Description of the task
Gather every line of the items below that contains the word "green", and copy each one in full. Case counts.

Source data
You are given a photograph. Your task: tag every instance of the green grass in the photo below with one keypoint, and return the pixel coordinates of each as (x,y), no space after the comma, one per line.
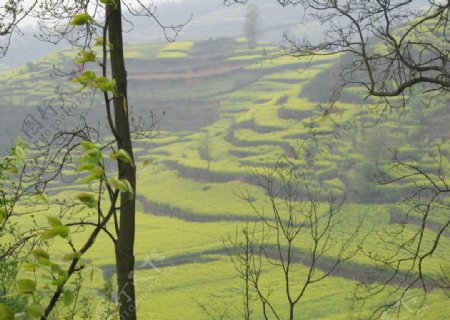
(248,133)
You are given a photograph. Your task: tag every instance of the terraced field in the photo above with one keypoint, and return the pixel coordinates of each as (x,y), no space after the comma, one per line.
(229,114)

--

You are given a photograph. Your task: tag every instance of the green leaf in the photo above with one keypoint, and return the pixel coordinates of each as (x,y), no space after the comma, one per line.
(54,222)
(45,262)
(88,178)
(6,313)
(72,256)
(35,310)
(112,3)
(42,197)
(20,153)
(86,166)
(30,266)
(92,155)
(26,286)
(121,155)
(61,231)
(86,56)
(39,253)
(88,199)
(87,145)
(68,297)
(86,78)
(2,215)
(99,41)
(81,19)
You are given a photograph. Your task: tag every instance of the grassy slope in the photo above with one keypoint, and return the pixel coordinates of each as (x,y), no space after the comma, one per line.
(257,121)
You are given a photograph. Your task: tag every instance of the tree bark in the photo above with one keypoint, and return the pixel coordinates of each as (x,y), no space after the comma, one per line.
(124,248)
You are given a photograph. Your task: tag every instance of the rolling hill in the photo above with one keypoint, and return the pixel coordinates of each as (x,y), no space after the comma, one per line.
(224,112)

Result for this exercise
You are given a photograph. Your task: tag every instance of the green grass in the photo below with one keypoint, and return the pixel coordinates of each as (x,y), no space after the comma, one per line.
You are given a photograph. Your task: tag every instance of the green leaf in the photo above with one keypoint, and return the pixel coordinates of each as (x,y), no space after the comma, one per line.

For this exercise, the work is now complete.